• _Set problem_
Everything from the line with "Objective — a point for each instance of the slope" to the end of the data should be restated word for word, and nothing before it.

** Begin Information provided **

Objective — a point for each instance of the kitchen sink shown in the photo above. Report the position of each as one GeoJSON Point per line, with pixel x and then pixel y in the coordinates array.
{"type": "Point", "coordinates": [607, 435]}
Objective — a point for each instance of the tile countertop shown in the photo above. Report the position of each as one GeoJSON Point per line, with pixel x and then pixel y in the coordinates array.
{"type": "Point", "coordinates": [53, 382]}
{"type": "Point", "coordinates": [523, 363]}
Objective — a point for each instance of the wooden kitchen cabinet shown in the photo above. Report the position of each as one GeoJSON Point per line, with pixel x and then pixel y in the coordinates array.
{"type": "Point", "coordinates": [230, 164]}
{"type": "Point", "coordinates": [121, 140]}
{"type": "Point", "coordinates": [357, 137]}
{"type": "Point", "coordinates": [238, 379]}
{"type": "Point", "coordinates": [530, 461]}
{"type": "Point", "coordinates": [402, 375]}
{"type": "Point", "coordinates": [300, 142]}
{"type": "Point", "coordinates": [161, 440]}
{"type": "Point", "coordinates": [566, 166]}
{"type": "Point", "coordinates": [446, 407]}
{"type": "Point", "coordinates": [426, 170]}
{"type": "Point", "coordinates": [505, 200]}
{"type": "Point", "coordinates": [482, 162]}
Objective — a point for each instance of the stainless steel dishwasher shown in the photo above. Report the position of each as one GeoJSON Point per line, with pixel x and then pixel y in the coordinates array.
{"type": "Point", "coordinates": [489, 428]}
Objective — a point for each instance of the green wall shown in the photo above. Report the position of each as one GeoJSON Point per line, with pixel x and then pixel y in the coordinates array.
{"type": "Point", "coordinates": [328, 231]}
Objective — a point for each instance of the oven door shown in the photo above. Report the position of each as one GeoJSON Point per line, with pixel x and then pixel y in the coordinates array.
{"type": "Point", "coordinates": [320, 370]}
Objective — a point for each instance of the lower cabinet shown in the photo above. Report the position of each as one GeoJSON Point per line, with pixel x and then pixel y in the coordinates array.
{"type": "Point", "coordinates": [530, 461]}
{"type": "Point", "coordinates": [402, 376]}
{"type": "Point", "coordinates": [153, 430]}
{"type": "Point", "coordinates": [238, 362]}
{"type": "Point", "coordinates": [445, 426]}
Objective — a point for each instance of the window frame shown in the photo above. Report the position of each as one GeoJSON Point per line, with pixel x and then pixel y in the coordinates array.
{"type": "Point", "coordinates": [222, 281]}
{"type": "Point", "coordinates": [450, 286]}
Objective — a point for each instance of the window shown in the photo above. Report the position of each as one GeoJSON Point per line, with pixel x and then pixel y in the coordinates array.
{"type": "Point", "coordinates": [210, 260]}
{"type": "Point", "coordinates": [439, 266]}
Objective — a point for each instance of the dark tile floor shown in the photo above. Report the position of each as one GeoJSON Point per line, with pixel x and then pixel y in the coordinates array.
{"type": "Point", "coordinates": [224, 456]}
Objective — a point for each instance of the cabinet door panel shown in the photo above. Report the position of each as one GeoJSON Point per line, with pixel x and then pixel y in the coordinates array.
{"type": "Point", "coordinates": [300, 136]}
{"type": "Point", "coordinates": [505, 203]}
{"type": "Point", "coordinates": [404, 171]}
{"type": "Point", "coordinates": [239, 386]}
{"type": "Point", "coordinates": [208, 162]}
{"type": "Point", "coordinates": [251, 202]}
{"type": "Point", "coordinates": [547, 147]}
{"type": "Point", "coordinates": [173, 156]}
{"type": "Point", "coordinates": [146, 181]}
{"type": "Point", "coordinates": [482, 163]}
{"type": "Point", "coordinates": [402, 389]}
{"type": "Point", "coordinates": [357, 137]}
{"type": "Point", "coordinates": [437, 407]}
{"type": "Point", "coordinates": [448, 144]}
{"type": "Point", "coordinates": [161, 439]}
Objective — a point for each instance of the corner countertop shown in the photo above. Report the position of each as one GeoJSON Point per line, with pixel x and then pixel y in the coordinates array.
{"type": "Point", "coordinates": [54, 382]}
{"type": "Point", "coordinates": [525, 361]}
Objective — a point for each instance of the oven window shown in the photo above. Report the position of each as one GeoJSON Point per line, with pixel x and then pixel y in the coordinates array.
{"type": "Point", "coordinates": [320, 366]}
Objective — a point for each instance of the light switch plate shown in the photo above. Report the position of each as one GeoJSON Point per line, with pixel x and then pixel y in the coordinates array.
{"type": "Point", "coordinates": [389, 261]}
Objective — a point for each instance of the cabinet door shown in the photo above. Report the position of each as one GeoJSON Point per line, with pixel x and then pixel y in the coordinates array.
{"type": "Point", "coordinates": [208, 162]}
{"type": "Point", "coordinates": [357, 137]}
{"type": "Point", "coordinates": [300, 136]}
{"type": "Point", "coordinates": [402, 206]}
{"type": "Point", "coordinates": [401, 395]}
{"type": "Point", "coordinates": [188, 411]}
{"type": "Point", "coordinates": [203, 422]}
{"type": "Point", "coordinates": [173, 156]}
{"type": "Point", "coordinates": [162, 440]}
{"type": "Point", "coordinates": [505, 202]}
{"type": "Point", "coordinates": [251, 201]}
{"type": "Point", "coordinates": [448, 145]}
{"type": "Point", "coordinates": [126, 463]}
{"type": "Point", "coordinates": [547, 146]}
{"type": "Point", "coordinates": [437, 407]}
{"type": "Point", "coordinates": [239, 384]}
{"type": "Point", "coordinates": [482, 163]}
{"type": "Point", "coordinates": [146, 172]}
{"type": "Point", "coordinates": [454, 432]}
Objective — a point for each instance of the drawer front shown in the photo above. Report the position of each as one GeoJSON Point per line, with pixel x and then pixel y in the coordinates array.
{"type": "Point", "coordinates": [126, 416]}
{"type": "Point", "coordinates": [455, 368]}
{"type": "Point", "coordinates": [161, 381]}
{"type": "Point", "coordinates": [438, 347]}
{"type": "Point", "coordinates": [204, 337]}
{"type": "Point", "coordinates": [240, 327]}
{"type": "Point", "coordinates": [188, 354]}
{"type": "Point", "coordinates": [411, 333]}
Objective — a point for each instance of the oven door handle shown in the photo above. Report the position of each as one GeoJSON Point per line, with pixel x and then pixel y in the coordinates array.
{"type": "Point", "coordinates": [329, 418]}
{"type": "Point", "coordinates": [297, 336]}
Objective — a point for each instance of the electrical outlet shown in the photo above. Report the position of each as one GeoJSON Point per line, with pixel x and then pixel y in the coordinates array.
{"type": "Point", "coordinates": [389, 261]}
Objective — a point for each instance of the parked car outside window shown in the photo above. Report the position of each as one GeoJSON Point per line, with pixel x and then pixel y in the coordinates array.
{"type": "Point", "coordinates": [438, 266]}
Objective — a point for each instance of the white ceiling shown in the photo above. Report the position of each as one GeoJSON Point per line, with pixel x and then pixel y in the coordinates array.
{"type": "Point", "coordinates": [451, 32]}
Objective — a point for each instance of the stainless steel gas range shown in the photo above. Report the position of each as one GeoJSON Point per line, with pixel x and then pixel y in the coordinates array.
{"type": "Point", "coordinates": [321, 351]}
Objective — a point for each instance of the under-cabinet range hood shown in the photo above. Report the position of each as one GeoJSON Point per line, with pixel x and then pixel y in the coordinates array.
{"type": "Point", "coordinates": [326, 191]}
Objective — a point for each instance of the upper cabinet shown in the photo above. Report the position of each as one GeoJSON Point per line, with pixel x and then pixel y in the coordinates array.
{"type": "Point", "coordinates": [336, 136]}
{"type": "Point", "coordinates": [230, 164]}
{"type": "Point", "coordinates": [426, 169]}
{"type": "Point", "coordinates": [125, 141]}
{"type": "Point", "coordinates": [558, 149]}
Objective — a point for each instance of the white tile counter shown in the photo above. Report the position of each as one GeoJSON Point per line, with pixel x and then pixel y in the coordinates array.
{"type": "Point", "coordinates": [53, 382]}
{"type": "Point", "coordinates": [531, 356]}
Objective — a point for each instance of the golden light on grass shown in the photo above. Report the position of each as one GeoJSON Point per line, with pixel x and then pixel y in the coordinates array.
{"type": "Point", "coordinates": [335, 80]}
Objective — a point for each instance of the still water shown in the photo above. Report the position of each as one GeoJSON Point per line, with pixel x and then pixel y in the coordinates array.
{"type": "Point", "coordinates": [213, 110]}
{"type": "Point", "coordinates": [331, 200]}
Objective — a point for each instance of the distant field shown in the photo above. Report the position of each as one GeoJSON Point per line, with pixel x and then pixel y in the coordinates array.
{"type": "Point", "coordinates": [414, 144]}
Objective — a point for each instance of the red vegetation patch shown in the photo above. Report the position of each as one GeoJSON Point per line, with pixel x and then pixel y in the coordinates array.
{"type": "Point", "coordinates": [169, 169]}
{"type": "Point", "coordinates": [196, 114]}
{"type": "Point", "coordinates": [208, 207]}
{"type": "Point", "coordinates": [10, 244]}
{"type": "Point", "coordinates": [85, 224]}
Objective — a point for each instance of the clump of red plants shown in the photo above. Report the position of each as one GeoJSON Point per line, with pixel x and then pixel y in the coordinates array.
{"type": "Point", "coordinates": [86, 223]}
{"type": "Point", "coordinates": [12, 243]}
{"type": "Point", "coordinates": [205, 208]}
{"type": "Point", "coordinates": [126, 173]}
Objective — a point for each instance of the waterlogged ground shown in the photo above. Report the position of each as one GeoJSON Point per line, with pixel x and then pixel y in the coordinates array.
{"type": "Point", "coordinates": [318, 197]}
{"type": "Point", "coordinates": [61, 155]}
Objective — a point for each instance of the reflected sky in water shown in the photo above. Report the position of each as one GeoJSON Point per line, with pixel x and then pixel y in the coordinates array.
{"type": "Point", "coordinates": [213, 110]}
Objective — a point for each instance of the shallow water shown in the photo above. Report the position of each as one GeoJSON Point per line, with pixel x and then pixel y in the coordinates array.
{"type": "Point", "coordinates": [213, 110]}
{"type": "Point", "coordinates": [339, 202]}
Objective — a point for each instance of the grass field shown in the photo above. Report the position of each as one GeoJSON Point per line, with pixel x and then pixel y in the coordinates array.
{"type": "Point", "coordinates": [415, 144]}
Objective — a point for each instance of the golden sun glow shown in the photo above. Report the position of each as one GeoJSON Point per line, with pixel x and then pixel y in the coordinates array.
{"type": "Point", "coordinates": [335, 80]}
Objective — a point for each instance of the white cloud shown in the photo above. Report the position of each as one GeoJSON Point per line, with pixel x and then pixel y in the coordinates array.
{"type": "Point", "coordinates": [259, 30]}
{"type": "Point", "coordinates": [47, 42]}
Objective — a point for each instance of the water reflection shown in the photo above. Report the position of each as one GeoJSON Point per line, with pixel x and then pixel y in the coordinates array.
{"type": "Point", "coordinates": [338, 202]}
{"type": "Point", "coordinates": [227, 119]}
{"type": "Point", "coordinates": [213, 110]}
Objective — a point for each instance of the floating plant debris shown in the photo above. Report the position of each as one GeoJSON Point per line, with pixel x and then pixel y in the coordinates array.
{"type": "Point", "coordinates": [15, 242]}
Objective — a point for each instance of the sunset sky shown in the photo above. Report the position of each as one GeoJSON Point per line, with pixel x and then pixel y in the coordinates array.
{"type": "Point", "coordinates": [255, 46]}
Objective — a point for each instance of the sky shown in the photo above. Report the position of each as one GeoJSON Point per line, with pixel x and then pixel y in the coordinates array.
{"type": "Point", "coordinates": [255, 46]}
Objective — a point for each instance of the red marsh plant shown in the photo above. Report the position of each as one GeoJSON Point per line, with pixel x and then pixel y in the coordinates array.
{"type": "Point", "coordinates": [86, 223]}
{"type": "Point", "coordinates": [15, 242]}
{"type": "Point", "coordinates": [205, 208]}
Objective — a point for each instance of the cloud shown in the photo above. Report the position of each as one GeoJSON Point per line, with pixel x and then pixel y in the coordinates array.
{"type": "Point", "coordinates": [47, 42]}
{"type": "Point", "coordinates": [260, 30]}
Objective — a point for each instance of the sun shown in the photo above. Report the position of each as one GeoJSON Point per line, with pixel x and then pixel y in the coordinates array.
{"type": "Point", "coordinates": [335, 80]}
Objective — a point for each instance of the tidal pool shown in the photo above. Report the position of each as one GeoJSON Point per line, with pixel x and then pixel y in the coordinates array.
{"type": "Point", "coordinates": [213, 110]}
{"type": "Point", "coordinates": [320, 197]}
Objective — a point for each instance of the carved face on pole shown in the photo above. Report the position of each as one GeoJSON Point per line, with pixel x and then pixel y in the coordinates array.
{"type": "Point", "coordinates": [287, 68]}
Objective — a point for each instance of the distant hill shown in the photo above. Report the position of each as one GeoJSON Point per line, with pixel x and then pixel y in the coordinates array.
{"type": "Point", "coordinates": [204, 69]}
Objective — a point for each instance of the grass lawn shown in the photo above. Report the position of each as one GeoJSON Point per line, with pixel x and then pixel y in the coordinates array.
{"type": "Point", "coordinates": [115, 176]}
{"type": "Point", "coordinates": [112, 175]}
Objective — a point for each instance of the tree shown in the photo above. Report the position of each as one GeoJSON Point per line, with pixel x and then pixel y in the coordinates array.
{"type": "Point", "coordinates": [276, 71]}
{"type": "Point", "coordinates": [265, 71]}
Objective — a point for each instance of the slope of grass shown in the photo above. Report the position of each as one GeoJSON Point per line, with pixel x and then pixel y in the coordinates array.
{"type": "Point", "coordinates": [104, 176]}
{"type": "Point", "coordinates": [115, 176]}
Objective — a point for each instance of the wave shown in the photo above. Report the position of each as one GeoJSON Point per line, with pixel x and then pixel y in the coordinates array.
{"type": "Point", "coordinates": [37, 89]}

** End Information provided **

• _Task answer_
Objective — a point for each instance of the slope of grass shown in the photo above. Report the position of each as one GeoJSON Point per line, with pixel x and then pixel y in the coordinates array.
{"type": "Point", "coordinates": [104, 176]}
{"type": "Point", "coordinates": [115, 176]}
Objective — a point for each instance of the wave shown in the photo above. Report the position of each as one GeoJSON Point per line, with pixel x and then pixel y in the coordinates array.
{"type": "Point", "coordinates": [37, 89]}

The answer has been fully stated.